__Supplied passage__.
4.1.2 Launching the Camera

Now invoking the Camera using an Intent is a piece of cake thanks to the above helper methods.

• In onOptionsItemSelected(...), if the Take Picture menu item is pressed:
  • Create and instantiate a new Intent variable, passing in the action MediaStore.ACTION_IMAGE_CAPTURE.
  • Create a local URI variable from a call to getOutPutMediaFileUri(...). Pass in the appropriate type.
    • You have PICTURE_REQUEST_CODE and ENABLE_GPS_REQUEST_CODE to choose between.
  • Put the URI into the Intent variable using putExtra(...), passing in MediaStore.EXTRA_OUTPUT for the first parameter.
  • Call startActivityForResult(...) similarly to how you did for enabling GPS.

We still have to take care of business after the Camera activity exits before we can test picture-taking functionality.

4.2 Handling the Camera's Exit

Assuming the Camera works properly once we invoke it (a fairly safe assumption to make), we now have to pick up where it leaves off when it exits.

In onActivityResult(...):

• Check the case where the requestCode is equal to PICTURE_REQUEST_CODE.
  • If it matches, check resultCode. This is the status of the Activity we're picking up after. It left us a status code upon finishing or exiting.
    • If resultCode matches RESULT_OK, this means that the picture was correctly taken and saved as an image to the path we provided it.
      • Display a Toast using R.string.pictureSuccess as the message.
    • If resultCode matches RESULT_CANCELED, this means that the Activity's operation was canceled and did not complete successfully.
      • Display a Toast using R.string.pictureFail as the message.

__Data shown__.
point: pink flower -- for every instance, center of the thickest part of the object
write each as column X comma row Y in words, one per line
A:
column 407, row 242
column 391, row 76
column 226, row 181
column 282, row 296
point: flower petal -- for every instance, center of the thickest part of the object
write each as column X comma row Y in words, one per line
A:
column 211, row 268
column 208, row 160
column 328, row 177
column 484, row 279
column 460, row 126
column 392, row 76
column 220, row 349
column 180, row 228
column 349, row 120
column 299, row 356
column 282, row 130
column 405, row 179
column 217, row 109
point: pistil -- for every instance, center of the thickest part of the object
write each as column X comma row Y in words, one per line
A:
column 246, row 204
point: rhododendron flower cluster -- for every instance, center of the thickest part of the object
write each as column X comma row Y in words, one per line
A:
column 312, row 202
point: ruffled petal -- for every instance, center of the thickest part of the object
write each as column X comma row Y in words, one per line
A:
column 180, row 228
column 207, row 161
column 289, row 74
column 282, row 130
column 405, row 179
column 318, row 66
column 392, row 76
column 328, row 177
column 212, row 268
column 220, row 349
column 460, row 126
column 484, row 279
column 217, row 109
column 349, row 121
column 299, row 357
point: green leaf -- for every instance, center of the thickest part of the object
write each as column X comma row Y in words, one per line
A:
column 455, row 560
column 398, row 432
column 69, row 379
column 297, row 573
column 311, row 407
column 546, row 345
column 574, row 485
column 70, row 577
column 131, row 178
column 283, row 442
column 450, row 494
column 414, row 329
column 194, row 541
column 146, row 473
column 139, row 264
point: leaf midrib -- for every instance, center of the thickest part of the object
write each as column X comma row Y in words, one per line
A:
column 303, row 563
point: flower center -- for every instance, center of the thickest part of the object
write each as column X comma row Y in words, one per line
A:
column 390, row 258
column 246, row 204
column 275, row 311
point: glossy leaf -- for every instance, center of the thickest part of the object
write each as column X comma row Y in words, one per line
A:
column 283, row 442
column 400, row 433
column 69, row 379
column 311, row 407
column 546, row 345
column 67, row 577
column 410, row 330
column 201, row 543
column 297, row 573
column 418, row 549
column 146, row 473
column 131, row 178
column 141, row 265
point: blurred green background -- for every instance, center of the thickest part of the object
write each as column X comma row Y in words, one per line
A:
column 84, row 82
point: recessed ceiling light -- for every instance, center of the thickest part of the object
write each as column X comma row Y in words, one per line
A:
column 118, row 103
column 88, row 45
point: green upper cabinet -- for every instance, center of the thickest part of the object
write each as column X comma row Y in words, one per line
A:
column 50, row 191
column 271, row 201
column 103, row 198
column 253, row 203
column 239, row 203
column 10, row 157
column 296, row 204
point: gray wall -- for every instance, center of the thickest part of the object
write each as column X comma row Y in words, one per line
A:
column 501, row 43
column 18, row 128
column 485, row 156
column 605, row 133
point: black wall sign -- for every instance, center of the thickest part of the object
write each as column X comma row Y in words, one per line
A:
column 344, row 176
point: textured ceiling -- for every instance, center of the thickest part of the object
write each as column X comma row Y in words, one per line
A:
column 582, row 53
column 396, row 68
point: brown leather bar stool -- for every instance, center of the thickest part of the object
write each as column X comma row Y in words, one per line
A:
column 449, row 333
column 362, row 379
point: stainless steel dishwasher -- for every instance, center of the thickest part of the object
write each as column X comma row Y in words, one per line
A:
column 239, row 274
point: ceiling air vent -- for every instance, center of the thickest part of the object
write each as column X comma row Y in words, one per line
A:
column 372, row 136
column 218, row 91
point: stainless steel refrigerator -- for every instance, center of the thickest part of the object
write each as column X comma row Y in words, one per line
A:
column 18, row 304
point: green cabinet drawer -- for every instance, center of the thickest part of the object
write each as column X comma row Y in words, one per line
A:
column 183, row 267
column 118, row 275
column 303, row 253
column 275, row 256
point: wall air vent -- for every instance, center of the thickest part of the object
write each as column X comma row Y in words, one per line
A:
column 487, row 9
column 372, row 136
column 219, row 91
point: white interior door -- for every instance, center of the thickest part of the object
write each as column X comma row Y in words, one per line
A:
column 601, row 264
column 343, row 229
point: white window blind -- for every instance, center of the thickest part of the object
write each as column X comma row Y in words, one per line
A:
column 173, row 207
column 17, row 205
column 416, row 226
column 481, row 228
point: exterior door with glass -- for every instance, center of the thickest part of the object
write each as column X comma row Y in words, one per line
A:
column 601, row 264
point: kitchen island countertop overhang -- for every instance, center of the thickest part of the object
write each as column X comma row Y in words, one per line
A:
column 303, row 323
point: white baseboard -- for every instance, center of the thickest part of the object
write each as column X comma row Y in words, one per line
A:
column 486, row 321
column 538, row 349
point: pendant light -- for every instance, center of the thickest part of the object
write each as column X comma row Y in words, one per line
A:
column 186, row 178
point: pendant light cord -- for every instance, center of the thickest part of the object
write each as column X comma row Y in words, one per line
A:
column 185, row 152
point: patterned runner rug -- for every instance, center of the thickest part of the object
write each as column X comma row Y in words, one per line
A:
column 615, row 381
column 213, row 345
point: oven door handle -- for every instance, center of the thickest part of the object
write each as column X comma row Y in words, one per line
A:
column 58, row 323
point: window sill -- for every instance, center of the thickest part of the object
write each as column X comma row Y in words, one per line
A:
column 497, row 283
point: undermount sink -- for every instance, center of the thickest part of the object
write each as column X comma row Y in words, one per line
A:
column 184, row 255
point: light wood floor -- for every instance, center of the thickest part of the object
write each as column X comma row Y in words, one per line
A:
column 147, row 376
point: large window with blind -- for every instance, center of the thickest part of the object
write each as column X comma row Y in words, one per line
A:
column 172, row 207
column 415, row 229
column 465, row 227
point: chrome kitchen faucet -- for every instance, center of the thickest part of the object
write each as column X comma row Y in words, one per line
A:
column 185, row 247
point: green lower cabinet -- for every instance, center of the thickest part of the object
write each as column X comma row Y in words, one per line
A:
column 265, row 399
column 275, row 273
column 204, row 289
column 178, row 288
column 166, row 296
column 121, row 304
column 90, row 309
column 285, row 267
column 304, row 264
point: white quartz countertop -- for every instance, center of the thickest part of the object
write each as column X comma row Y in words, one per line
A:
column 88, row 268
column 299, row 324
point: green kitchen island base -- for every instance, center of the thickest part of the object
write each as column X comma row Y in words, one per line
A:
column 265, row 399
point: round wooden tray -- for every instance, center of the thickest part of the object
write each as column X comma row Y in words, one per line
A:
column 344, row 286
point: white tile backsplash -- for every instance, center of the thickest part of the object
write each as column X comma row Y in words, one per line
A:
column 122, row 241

__Required tasks__.
- 1) Reproduce word for word the part of the camera tutorial that opens with the words containing "Now invoking the" and closes with "the first parameter.".
- 2) Quote verbatim the part of the entries that opens with the line containing "point: green upper" and closes with the line containing "column 296, row 204", both lines included, and nothing else.

__Task answers__.
- 1)
Now invoking the Camera using an Intent is a piece of cake thanks to the above helper methods.

• In onOptionsItemSelected(...), if the Take Picture menu item is pressed:
  • Create and instantiate a new Intent variable, passing in the action MediaStore.ACTION_IMAGE_CAPTURE.
  • Create a local URI variable from a call to getOutPutMediaFileUri(...). Pass in the appropriate type.
    • You have PICTURE_REQUEST_CODE and ENABLE_GPS_REQUEST_CODE to choose between.
  • Put the URI into the Intent variable using putExtra(...), passing in MediaStore.EXTRA_OUTPUT for the first parameter.

- 2)
point: green upper cabinet -- for every instance, center of the thickest part of the object
write each as column X comma row Y in words, one per line
A:
column 50, row 191
column 271, row 201
column 103, row 198
column 253, row 203
column 239, row 203
column 10, row 157
column 296, row 204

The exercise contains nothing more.